## The problem
Exactly as written, transcribe the lines that run from the one containing "Query: gray ceramic bowl" to the end of the records below.

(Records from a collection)
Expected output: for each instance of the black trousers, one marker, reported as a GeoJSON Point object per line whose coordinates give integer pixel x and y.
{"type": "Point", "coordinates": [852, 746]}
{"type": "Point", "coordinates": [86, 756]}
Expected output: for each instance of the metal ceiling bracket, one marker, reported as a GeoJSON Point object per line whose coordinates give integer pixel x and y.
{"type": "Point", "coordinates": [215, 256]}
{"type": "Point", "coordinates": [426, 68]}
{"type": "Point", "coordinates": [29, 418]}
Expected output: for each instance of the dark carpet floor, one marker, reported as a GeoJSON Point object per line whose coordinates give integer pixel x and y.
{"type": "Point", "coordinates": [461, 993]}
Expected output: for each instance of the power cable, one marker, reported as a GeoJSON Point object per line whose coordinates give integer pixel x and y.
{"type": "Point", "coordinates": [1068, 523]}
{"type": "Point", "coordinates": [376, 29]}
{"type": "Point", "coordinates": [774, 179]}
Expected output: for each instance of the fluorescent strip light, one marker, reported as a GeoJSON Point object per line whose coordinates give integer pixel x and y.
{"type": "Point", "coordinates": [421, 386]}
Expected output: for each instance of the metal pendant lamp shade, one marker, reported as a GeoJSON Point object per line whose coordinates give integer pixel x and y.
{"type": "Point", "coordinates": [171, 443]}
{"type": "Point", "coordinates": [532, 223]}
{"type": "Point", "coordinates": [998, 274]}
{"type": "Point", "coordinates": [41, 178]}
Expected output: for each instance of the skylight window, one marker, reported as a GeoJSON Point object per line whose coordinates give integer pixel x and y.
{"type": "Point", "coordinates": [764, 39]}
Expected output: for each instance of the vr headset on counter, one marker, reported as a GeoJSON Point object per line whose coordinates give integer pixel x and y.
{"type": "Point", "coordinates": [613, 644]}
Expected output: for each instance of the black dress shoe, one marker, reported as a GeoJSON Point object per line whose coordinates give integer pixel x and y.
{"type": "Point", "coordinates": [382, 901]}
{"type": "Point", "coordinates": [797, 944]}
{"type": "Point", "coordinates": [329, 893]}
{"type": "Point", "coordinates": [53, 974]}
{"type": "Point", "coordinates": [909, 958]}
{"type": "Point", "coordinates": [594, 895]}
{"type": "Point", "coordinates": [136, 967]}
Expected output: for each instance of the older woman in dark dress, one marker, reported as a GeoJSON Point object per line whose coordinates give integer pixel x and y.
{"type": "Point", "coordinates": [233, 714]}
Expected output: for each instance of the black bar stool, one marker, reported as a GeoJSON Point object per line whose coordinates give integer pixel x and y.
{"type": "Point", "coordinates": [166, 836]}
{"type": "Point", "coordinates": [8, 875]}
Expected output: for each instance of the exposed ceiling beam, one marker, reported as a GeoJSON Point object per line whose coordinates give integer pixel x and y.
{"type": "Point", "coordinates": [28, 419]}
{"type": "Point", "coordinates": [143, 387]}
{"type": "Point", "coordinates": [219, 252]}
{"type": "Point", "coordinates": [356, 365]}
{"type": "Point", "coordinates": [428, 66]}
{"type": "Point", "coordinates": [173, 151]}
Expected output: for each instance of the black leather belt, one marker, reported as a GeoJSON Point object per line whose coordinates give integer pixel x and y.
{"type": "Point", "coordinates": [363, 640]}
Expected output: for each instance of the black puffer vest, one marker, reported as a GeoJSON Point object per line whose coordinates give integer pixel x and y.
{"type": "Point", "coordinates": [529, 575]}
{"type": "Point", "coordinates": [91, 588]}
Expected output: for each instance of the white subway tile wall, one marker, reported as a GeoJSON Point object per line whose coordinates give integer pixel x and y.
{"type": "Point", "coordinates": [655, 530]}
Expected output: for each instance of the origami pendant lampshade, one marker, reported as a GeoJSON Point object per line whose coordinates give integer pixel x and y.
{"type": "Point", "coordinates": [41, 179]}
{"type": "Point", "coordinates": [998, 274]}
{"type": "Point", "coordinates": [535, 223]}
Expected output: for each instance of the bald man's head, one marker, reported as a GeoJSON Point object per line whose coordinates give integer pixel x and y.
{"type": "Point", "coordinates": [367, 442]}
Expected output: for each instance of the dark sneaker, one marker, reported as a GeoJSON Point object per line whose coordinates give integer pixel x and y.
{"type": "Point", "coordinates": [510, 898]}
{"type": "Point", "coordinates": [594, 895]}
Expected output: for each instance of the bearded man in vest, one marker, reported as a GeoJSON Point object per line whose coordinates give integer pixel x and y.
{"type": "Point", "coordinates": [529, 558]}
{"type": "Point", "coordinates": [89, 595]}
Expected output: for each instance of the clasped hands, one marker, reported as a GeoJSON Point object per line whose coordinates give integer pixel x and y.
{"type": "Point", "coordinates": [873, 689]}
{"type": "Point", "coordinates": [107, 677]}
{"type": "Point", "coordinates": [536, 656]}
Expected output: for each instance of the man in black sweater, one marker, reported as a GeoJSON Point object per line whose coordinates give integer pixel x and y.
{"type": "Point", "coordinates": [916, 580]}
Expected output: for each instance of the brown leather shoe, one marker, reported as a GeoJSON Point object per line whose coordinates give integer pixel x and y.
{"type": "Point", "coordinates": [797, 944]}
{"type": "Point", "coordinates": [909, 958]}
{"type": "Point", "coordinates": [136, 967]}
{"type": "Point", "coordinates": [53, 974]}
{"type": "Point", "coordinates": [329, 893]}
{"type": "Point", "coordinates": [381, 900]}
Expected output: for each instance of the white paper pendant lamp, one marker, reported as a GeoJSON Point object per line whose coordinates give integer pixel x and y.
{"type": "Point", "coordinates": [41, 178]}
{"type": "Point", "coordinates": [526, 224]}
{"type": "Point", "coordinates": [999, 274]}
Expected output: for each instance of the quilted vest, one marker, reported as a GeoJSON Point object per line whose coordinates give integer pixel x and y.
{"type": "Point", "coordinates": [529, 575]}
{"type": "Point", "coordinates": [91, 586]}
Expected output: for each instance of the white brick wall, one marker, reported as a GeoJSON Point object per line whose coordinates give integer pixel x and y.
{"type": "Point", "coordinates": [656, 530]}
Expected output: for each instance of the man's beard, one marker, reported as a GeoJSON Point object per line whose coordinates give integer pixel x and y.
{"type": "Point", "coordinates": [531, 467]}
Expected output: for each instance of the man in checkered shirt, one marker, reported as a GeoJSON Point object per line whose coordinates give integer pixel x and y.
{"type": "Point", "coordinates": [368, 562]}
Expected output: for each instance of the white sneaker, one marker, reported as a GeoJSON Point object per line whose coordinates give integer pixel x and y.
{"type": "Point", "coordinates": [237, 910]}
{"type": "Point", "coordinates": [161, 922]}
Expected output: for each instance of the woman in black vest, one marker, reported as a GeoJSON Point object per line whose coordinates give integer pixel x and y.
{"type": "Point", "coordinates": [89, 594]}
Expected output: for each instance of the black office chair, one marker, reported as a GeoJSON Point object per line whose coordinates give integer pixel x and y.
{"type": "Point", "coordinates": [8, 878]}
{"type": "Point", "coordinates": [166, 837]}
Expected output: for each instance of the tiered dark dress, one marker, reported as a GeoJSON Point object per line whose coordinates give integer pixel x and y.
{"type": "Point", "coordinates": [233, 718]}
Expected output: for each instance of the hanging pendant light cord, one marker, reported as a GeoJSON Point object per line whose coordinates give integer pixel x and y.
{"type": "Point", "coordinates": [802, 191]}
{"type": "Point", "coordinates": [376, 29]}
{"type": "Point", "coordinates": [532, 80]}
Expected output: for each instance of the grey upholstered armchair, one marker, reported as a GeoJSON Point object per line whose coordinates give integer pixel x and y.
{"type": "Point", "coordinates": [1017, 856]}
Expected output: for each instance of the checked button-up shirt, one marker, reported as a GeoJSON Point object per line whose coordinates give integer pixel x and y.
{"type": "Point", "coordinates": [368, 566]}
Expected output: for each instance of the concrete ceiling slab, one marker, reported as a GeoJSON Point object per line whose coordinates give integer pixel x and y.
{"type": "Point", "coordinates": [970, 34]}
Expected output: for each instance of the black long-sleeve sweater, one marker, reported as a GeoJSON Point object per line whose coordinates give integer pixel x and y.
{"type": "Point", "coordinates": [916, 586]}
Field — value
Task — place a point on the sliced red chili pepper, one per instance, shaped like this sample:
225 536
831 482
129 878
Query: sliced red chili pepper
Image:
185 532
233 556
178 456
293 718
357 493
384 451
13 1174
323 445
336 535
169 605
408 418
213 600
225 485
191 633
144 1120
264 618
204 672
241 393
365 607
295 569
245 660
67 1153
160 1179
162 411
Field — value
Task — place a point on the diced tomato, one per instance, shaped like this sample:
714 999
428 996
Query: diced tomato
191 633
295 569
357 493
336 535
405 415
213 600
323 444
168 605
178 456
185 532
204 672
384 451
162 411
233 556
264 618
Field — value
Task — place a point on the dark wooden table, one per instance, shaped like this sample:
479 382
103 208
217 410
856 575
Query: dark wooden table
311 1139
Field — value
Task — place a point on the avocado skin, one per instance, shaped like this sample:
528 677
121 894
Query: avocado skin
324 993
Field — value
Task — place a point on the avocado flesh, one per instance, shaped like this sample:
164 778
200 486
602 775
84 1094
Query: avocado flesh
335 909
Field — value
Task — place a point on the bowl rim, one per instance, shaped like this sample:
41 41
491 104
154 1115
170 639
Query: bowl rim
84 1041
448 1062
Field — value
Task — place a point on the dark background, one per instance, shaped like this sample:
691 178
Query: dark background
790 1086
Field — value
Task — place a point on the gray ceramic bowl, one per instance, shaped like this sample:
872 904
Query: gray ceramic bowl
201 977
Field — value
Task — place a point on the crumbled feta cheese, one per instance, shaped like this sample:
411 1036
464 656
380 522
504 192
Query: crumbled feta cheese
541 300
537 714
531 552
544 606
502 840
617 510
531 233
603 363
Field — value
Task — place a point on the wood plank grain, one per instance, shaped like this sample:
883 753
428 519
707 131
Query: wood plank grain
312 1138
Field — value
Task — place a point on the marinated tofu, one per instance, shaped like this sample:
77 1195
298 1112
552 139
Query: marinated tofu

## Answer
Query: gray ceramic bowl
201 977
Field — value
Task — place a point on the crumbled feta cheese, one per instance, shaped like this sample:
411 1036
464 656
380 522
504 192
Query: crumbled feta cheese
541 300
537 714
531 552
544 606
502 840
617 510
531 233
603 363
Field — value
Task — place a point on the wood plank grain, one per instance, shaped like this sample:
883 753
428 519
707 131
Query: wood plank grain
312 1138
Field — value
Task — place a point on the marinated tofu, one per instance, shaped like this sample:
77 1195
298 1112
552 139
Query: marinated tofu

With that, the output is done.